GOAL:
Transcribe part of the passage on the Western mind: begin at the words "Even this language" and stop after "versus the subjective.".

The Western mind is a funny thing. . .the funniest thing is how unaware people are of it: unaware of the heritage, unaware of the basic way their minds work. They're so steeped within the tradition that it's all they know. . .and when someone comes along like me, they just sit there and blink and call such a person crazy.

It all comes down to metacognition (thinking about thinking). Your mind has been programmed by your culture to think a certain way, act a certain way, and be a certain way. The question is if you're willing to reprogram your programming and realize the amazing knowledge you can gain by doing so.

The things I'm saying here make no sense to you because you're still very steeped within your tradition. That of Aristotle, Bacon, and all the long string of men whose shoulders you now BLINDLY stand upon, unaware of all the presuppositions of reality, and its nature, they made.

Even this language presupposes so much about the nature of things. I'd like to call it a "subject-object metaphysics," meaning it proposes a hefty amount of dualisms (cutting the wholesomeness of reality into two diametrically opposed "halves"), the main dualism one of the objective versus the subjective.

COLLECTED MATERIAL:
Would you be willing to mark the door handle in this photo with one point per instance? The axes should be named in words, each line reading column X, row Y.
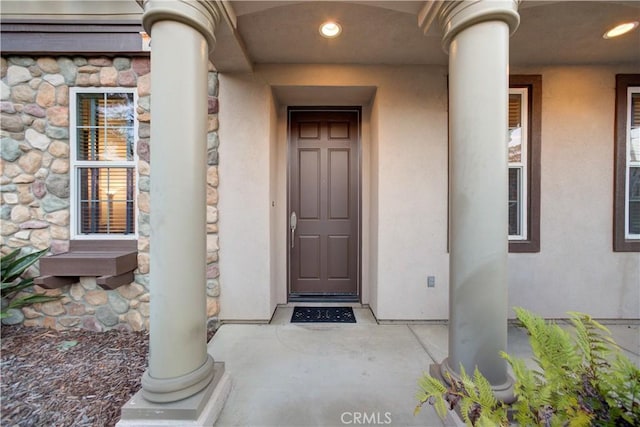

RESPONSE FOR THIS EXERCISE:
Even this language presupposes so much about the nature of things. I'd like to call it a "subject-object metaphysics," meaning it proposes a hefty amount of dualisms (cutting the wholesomeness of reality into two diametrically opposed "halves"), the main dualism one of the objective versus the subjective.